:: Text shown ::

In addition to the above, we are already seeing how other technologies are allowing businesses and governments to function even as workers are not able to get back to work. Drones and robots, for example, are already being used to deliver supplies in areas where it isn’t safe for humans to go, and to build scale when not enough human workers are available to make those deliveries. Automation in production and logistics, which increasingly depend on machine learning and wireless network capacity to function autonomously, can also pick up some of the load when human workers have to stay home. The IoT, with its massive network of CCTV cameras and smart connected sensors helps utilities manage and maintain their systems with minimal human involvement, and can even help individuals maintain effective social distancing protocols. Software virtualization, cloud compute, computer vision, machine learning and AI are also contributing to better understanding patterns of transmission for a pathogen, predicting where new hotspots are most likely to emerge, managing contact tracing at scale for public health authorities, and accelerating the development of treatments and vaccines.
Without these technologies, we would be hard-pressed to have adapted so quickly – if at all – to such a sudden and drastic disruption to the way we live and work. Investments in reliable networks; the cloud; the advanced chipsets that have transformed our phones into indispensable pocket computers and our laptops into all-day, work-from anywhere workhorses; software that allows us to seamlessly collaborate, think, build, buy, sell, manage, create, solve, and ship even while everyone is stuck at home; and so on: Had it not been for the synergy of investment and IP protections that encouraged investment in R&D and innovation, and for the development, licensing, and monetization of said IP, startups, SMBs and the enterprise would not have been able to spend the last decade building the vast ecosystem of technology solutions that have made adapting to this crisis possible.

:::

Actions to take:
• A. In the passage on crisis technologies, where are drones and robots already delivering supplies?
• B. Quote the passage on crisis technologies, starting with "Without these technologies, we" and going on through "this crisis possible.".
The lines after this text have no role in this work.

:: Records shown ::

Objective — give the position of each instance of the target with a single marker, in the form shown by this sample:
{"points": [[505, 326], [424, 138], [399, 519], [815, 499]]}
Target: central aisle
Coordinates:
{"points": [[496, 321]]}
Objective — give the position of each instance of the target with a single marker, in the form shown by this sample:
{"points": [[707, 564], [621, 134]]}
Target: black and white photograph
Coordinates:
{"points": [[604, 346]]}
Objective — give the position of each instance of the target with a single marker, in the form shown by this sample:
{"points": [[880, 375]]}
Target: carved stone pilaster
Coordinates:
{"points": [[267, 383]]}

:::
:: Records shown ::

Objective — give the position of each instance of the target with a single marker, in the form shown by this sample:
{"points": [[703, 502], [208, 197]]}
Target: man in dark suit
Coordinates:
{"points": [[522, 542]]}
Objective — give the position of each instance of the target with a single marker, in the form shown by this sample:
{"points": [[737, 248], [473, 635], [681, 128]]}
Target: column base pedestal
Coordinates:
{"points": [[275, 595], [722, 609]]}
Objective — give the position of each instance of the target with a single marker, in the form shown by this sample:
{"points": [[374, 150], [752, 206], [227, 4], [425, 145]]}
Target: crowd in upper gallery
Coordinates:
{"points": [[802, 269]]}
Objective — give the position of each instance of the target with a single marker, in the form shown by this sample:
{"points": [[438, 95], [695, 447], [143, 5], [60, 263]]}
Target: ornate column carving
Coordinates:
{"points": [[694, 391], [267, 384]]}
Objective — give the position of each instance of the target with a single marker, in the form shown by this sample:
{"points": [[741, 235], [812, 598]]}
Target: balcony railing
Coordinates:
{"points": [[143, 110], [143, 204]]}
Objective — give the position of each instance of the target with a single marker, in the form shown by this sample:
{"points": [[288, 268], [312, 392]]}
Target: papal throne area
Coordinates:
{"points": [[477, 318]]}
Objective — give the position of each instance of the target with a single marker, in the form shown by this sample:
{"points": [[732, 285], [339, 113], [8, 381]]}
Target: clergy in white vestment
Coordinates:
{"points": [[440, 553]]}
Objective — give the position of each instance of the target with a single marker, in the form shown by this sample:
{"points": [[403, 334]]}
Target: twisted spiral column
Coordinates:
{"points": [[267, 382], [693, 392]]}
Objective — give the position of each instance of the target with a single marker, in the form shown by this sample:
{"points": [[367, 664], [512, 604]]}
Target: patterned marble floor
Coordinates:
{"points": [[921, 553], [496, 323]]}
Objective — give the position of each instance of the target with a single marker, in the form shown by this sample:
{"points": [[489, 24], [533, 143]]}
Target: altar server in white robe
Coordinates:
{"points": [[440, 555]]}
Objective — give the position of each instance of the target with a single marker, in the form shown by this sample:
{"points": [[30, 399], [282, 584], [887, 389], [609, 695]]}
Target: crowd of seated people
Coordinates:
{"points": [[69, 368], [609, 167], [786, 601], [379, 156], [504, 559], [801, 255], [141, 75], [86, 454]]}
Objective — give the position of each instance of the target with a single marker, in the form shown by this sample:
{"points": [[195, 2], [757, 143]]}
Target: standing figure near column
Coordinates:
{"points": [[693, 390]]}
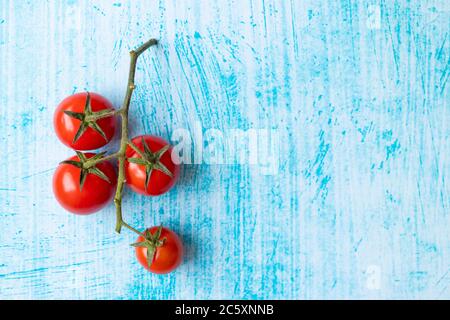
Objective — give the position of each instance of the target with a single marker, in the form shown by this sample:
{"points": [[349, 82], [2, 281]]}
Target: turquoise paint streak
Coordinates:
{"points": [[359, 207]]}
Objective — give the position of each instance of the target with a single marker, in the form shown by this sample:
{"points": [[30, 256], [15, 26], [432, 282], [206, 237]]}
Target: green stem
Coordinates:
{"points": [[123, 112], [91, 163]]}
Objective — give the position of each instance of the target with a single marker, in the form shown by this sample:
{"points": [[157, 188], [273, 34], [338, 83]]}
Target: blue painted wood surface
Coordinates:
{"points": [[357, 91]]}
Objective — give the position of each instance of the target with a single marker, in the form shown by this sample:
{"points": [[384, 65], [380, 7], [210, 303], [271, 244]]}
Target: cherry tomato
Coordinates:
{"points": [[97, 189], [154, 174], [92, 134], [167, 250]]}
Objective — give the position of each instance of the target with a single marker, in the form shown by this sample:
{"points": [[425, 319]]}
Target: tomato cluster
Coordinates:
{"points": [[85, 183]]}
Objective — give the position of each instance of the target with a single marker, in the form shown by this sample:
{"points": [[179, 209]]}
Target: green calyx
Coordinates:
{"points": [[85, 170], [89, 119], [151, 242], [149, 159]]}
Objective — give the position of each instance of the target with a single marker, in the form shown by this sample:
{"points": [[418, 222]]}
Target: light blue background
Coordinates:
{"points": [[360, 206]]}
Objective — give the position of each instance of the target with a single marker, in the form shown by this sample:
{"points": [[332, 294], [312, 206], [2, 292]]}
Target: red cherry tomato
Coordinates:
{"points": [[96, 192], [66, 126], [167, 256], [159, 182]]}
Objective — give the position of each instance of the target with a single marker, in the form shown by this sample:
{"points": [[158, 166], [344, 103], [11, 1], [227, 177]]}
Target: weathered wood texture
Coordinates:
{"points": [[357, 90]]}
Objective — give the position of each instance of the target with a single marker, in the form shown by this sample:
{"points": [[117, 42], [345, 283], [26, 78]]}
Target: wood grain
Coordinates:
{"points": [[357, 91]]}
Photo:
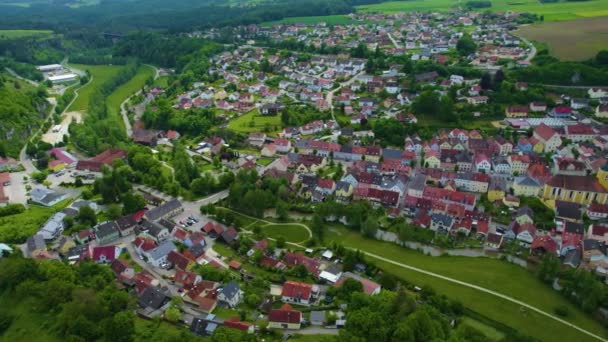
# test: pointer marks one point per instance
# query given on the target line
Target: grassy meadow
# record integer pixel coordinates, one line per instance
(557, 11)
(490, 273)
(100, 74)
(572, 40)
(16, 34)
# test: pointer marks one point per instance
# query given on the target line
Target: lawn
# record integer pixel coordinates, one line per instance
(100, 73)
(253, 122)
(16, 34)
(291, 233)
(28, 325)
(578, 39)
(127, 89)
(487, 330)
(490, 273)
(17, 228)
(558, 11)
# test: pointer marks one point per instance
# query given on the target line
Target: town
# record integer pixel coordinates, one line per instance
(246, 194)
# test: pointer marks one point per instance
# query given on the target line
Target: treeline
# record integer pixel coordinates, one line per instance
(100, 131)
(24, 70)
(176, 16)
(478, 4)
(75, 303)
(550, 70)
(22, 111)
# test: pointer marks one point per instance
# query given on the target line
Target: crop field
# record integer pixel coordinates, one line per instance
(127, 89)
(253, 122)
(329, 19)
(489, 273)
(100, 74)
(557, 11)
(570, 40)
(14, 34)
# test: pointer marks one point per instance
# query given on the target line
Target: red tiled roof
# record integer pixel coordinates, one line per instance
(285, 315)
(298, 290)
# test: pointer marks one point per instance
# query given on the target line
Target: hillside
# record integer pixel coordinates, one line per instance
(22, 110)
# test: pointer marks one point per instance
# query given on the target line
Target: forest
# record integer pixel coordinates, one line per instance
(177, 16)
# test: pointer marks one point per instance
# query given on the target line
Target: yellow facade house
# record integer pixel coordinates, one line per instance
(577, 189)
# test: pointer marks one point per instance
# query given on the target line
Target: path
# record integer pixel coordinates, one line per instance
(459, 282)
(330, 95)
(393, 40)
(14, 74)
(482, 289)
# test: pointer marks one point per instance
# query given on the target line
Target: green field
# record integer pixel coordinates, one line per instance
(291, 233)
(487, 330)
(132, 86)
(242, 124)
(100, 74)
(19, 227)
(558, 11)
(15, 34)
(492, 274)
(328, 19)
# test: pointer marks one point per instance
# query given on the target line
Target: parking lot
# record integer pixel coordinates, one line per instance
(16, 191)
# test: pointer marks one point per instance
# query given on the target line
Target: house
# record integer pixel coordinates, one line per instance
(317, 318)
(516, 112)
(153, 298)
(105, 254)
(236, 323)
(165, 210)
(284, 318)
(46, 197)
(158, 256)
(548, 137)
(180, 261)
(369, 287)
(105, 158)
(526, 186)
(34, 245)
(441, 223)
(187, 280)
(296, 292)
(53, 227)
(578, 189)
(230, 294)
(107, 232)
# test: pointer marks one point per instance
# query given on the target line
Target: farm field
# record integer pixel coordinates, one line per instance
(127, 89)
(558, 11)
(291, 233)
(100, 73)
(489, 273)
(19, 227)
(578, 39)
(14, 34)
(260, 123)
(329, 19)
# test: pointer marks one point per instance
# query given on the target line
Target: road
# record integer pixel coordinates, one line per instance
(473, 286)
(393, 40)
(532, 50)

:::

Exercise answers:
• A. In areas where it isn't safe for humans to go.

• B.
Without these technologies, we would be hard-pressed to have adapted so quickly – if at all – to such a sudden and drastic disruption to the way we live and work. Investments in reliable networks; the cloud; the advanced chipsets that have transformed our phones into indispensable pocket computers and our laptops into all-day, work-from anywhere workhorses; software that allows us to seamlessly collaborate, think, build, buy, sell, manage, create, solve, and ship even while everyone is stuck at home; and so on: Had it not been for the synergy of investment and IP protections that encouraged investment in R&D and innovation, and for the development, licensing, and monetization of said IP, startups, SMBs and the enterprise would not have been able to spend the last decade building the vast ecosystem of technology solutions that have made adapting to this crisis possible.